Extend the article below about Apple's Tap to Pay on iPhone launch in Singapore, picking up right after its final sentence.

— Excerpt to read —
* Begin *

In December 2025, Apple launched Tap to Pay on iPhone in Singapore.
The feature, which allows merchants to accept contactless payments directly on an iPhone, was framed as another step forward in Singapore’s already advanced digital payments ecosystem.
It turns a compatible iPhone into a point-of-sale terminal using a partner-enabled app. The merchant opens the app, enters the transaction amount, and the customer taps a contactless credit or debit card, or a mobile wallet such as Apple Pay, directly on the phone.
For customers, it’s a fast and familiar process, especially for those accustomed to contactless payments.
It holds an appealing promise of speeding up transactions – particularly for small businesses. Anyone who has queued during a lunch rush knows that QR payments, while inexpensive, often require several steps: unlocking a phone, opening an app, scanning a code, entering an amount and confirming.
This doesn’t just benefit the customers. Businesses operating at high volume – like hawker stalls – can see gains in transaction speed, making queues move more smoothly.

* End *

— Material shown —
* Begin *

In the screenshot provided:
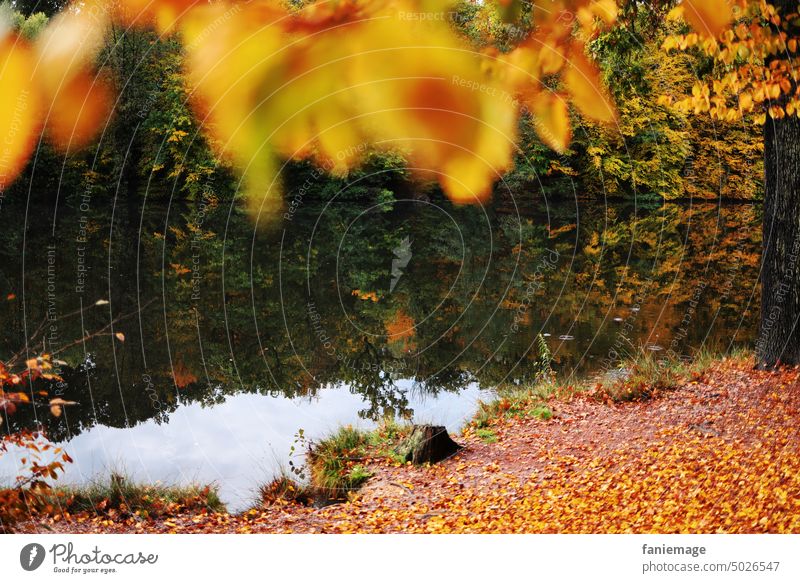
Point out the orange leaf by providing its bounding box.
[564,45,617,123]
[0,32,40,188]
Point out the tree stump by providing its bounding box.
[395,425,462,464]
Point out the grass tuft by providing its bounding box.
[40,473,225,518]
[307,425,372,500]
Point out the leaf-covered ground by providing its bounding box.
[23,361,800,533]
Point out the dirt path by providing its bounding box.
[29,361,800,533]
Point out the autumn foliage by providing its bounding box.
[0,0,616,208]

* End *

— Written response —
It looks like a game changer. But can it really make a difference for small businesses?
Possibilities and limits
One of the biggest benefits Tap to Pay offers small businesses is the fact that there is no need for them to rent or purchase a separate terminal. No cables cluttering an already tight counter space, and no reliance on a fixed set-up.
Payments can be accepted anywhere the phone can be carried.
This is especially beneficial for pop-up stalls, weekend markets or delivery-heavy food businesses, where lugging a terminal around, or installing one at all, can be impractical.
For hawkers in particular, there are also hygiene and workflow concerns. Handling a terminal repeatedly during peak hours, often while preparing food, adds friction to already pressured operations.
In fact, in markets such as the United States and parts of Europe, Tap to Pay has seen the strongest uptake among micro-merchants and mobile businesses precisely because traditional card terminals are expensive, slow to deploy or operationally burdensome. In these contexts, turning a smartphone into a card reader removed a genuine barrier to entry.
But there are also limits. In Singapore, Tap to Pay’s main limitation lies not in the technology, but in how it fits into an already crowded payments landscape.
Walk through any hawker centre and you will see stallholders juggling QR codes, PayNow, NETS, various e-wallets and sometimes card terminals, each with its own app, settlement cycle and reporting format.
The constraint here is not access to payment technology, but how many systems merchants must manage once the transaction is complete. Adding Tap to Pay risks increasing this complexity.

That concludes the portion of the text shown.